BRIEF 1:
According to the passage on ad-lib vocables, why are vocables useful for studying rap vocality? Answer in one to three sentences.
BRIEF 2:
In the passage on ad-lib vocables, find every word or phrase Rolling Stone used to describe Megan Thee Stallion's voice, and list them.
BRIEF 3:
Carry on the passage on ad-lib vocables from the point where it stops.

QUOTED PASSAGE:
☆ ☆ ☆ ☆

Audio Example 1. Megan Thee Stallion’s [æ] vocable
[6] In this article, I examine one site of phatic rap vocality that, despite its ubiquity, commonly escapes scholarly attention: ad-lib vocables. Vocables have certain advantages in the study of rap vocality because they are, by definition, paralinguistic; they comprise “nonverbal voice qualities, voice modifiers and independent utterances” (Poyatos 1993, 6). Analogous to Adams’s (2008, 2009) method of bracketing off vocal rhythms from lyrical content for the sake of analysis, vocables thus provide an opportunity to explore the workings of timbre without being confounded by linguistic referentiality. I want to investigate how timbral elements in rapped vocals, as exemplified in the vocable, contribute not only to the structure of rap songs, but to the broader social semiotic field of artists’ branding and reception. I argue that vocables can, just like rhyme scheme and flow, play a systematic role in the shaping of a rap song’s form. To substantiate this claim, I’ll focus on the music of Houston rapper Megan Thee Stallion (Megan Jovon Ruth Pete), whose signature use of vocables represents a particularly fertile case study for this kind of phatic analysis. Praised by Rolling Stone for her “rich, deep, molasses-filled, and nimble” voice (Holmes 2020), Megan has emerged since around 2018 to become one of today’s most commercially dominant and influential rappers.(3) Her manipulation of a single vocable—the [æ] vowel (like the “a” in cat), produced with vocal fry, as presented in isolation as Audio Example 1—embodies a number of dynamic negotiations that reflect the evolving discourse of sexuality, gender, and race in 21st-century America.

☆ ☆ ☆ ☆

GIVEN DATA:
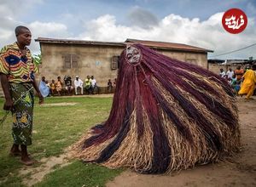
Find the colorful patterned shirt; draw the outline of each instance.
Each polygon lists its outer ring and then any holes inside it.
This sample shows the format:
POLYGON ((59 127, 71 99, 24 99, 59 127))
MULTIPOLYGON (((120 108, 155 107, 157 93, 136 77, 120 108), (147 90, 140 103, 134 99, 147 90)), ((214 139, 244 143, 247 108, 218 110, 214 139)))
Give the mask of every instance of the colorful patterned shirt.
POLYGON ((34 79, 37 71, 32 54, 25 48, 26 55, 24 56, 17 42, 4 46, 0 51, 0 72, 8 76, 9 82, 29 82, 34 79))

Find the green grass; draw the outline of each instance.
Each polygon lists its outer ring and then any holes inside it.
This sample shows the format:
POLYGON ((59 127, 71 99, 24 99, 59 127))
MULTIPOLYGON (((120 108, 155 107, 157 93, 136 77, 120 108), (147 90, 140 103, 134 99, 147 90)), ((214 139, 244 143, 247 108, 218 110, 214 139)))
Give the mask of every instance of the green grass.
POLYGON ((119 170, 110 170, 77 161, 47 175, 44 181, 35 186, 104 186, 108 180, 113 179, 119 173, 119 170))
MULTIPOLYGON (((40 106, 38 101, 36 99, 34 107, 32 145, 28 147, 28 150, 35 159, 40 160, 61 154, 65 148, 76 142, 91 126, 106 120, 112 98, 47 98, 44 102, 76 103, 75 105, 67 106, 40 106)), ((0 99, 1 106, 3 102, 4 99, 0 99)), ((3 115, 4 111, 1 110, 0 117, 3 115)), ((9 156, 12 145, 11 124, 11 115, 9 115, 0 131, 0 181, 5 179, 5 182, 0 182, 0 186, 21 185, 18 170, 23 166, 19 158, 9 156)), ((38 186, 102 186, 119 173, 120 170, 110 170, 95 164, 84 165, 78 161, 57 168, 47 175, 38 186)))

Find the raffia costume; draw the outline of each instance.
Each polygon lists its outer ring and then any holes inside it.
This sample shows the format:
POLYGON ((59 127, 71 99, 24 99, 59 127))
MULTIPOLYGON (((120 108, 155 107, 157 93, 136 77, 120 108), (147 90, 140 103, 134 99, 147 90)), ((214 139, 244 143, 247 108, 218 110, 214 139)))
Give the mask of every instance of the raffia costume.
POLYGON ((239 146, 235 101, 218 75, 141 44, 127 46, 108 120, 73 150, 84 162, 142 173, 221 160, 239 146))

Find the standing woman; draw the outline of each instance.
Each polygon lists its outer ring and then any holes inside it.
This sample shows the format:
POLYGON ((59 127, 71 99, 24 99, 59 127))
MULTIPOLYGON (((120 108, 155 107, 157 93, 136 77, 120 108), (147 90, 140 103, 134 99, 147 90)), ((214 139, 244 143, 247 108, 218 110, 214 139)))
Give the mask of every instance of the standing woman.
POLYGON ((0 78, 5 96, 3 109, 11 110, 13 115, 14 144, 10 155, 21 156, 21 162, 29 166, 35 162, 26 149, 32 144, 33 88, 38 94, 39 104, 44 102, 44 98, 34 76, 36 66, 26 48, 31 43, 31 31, 20 26, 15 28, 15 35, 17 42, 1 49, 0 78))

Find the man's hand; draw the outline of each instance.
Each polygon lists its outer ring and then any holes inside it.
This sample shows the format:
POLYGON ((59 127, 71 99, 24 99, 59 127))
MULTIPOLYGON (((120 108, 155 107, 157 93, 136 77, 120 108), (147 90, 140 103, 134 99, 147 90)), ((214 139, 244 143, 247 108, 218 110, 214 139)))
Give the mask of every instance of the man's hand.
POLYGON ((4 105, 3 105, 3 110, 10 110, 14 106, 14 101, 11 99, 6 99, 4 105))
POLYGON ((38 97, 39 97, 39 105, 44 104, 44 97, 40 92, 38 93, 38 97))

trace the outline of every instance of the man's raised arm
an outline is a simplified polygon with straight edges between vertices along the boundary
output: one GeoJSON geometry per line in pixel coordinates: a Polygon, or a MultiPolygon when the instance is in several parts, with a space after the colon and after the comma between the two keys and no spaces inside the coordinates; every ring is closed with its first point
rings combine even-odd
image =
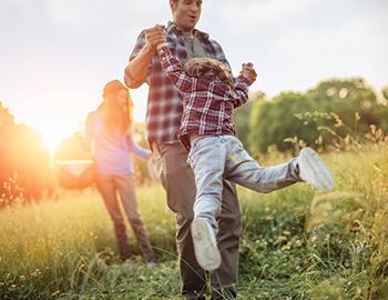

☆ ☆ ☆ ☆

OUTPUT 1:
Vocables are paralinguistic by definition. They consist of nonverbal voice qualities, voice modifiers and independent utterances. This lets a researcher examine how timbre works without linguistic referentiality confounding the analysis.

OUTPUT 2:
rich, deep, molasses-filled, nimble

OUTPUT 3:
[7] The remainder of this article follows two tracks. First, I will attend closely to Megan’s use of this vocable through phonetic and timbral close-reading, statistical description, and discussions of representative songs to consider how the vocable works in musical context. I will roughly follow the integrative analytical outline developed elsewhere (Wallmark 2022), which charts the pathway of timbre from sound-generating acts to acoustics, perception, and semantics, leading to interpretation within a specific sociohistorical context. My analyses will also be aided with a “microcorpus” of all recorded instances of the [æ] vocable in her music. (I define the term “microcorpus” in paragraph 18 below.) Corpus methods offer an expansive analytical tool for quantifying musical patterns in rap (Ohriner 2019); however, to my knowledge, these methods have not yet been applied to timbral features of hip-hop vocality. Summarizing the corpus data, I argue that Megan most often uses the vocable in percussive contexts—for local rhythmic punctuation—and to demarcate formal boundaries between song sections, typically by way of hypermetrical anticipation (the “and” of beat 4 in measure 4, as in the previous “WAP” example).
[8] Shifting focus, in the second part of the article I build on these data-driven analytical observations to interrogate how vocality and timbre can function as a carrier of gendered and racialized brand meanings in hip-hop. Synthesizing several recent themes in the North American discourse of feminine vocality, specifically the contradictory links associating vocal fry with both “girl speech” and pornographic sexuality, I argue that Megan’s [æ] vocable embodies what hip-hop feminists Aisha Durham, Brittney Cooper, and Susana Morris (2013, 724) dub “percussive feminism,” an attitude of defiant self-possession, sexual empowerment, and autonomy that is “both disruptive and generative.” In Megan’s hands, that is, the vocable is more than just a sound or a noise: as one fan on YouTube commented, “the ‘æh’ is a whole mood.”(4) I examine the considerable cultural work of the vocable through the framework of branding—as a “dynamic, designed system of signs that mediates the relationship between producers and consumers” (Samples 2016, 288). Consolidating the polyvalent social and political meanings already attendant on this specific vocal gesture, Megan Thee Stallion’s creaky [æ] vocable functions as a kind of timbre trademark, an immediate, memorable, and distinctive reference to the artist herself and to the broader constellation of semiotic associations that resonate affect, identity, and empowerment between her “Hot Girl” persona and “Hottie” followers.(5)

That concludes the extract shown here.